Rewrite every line of the material below as a Markdown table with two columns, Row and Line, numbering the rows and leaving out any blank lines.

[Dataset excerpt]
— Begin —

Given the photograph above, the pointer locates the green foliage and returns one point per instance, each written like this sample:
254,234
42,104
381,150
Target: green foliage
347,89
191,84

— End —

» **TASK OUTPUT**
| Row | Line |
|---|---|
| 1 | Given the photograph above, the pointer locates the green foliage and returns one point per instance, each written like this sample: |
| 2 | 254,234 |
| 3 | 42,104 |
| 4 | 381,150 |
| 5 | Target: green foliage |
| 6 | 347,89 |
| 7 | 191,84 |